--- PASSAGE PROVIDED Enclosed Below ---

Wearable tech was born at the point where wireless connected technology grew up and became, paradoxically, smaller.
Today, integrated tech that can be discretely worn by users is everywhere – from music to fashion to fitness. Whether it’s smartwatches, heartrate trackers or even clothing, there’s no shortage of integrated, miniaturised tech that allows us to keep tabs on ourselves as we go about our everyday life.
And yet, as disposable as the fashion for wearables may seem, it is actually all part and parcel of the way that the Internet of Things (IoT) is using connected devices and sensors to create medical products that can truly change lives.
But these devices go well beyond being wearable – they are now becoming invisible.
From wearable to invisible
This move from micro-tech to invisible tech can be seen in our wider culture beyond the arcane innovations emerging in medical devices.
Here’s what Forbes has to say about this wider trend:
“The main future change I see for wearables is the ‘disappearance’ of them: the integration of their smart features into everyday items.

--- End of Enclosed PASSAGE PROVIDED ---
--- DATA LISTING Enclosed Below ---

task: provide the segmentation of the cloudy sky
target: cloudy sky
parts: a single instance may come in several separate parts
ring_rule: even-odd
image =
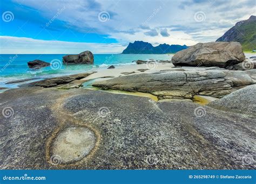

--- End of Enclosed DATA LISTING ---

PROBLEM A — From the passage on wearable tech, output the stretch from "Wearable tech was" through "our everyday life.".
PROBLEM B — Decide whether each statement below agrees with the passage on wearable tech, answering yes or no and quoting the deciding words. (i) Wearable devices are becoming invisible. (ii) Wearable tech grew larger as wireless connected technology matured. (iii) The move to invisible tech is confined to medical devices.
PROBLEM C — Resume the passage on wearable tech after its final sentence.

ANSWER BOX A —
Wearable tech was born at the point where wireless connected technology grew up and became, paradoxically, smaller.
Today, integrated tech that can be discretely worn by users is everywhere – from music to fashion to fitness. Whether it’s smartwatches, heartrate trackers or even clothing, there’s no shortage of integrated, miniaturised tech that allows us to keep tabs on ourselves as we go about our everyday life.

ANSWER BOX B —
(i) Yes: "But these devices go well beyond being wearable – they are now becoming invisible."
(ii) No: "grew up and became, paradoxically, smaller."
(iii) No: "can be seen in our wider culture beyond the arcane innovations emerging in medical devices."

ANSWER BOX C —
The rise of invisibles will see wearable devices built into the things we use every day, such as clothes, accessories, shoes and jewellery. And it will feed us data that is probably more biometric in nature than it is now for deeper insights into our health.”
Examples of this aren’t too hard to find. There are already smart trainers on the market that can record your jogging data and smart shorts are available that collect combined muscle load with heart rate data.
That’s right, a pair of running shorts that can measure the electrical activity of your muscles and share this in real-time via Bluetooth to an app. They may be well beyond most joggers’ budgets but that’s another matter.
From invisible to indispensable
Medical electronics continue to drive innovation throughout the healthcare industry.
The global medical electronics market has seen tremendous growth in the past twenty years, in terms of money invested, technical advancements made, increased healthcare reach and the integration of our healthcare with both IT and the IoT.
Research and Markets suggests that the total value of the medical electronics market will exceed $56 billion by 2020, growing at an impressive Compound Annual Growth Rate (CAGR) of 5.5% in the next five years.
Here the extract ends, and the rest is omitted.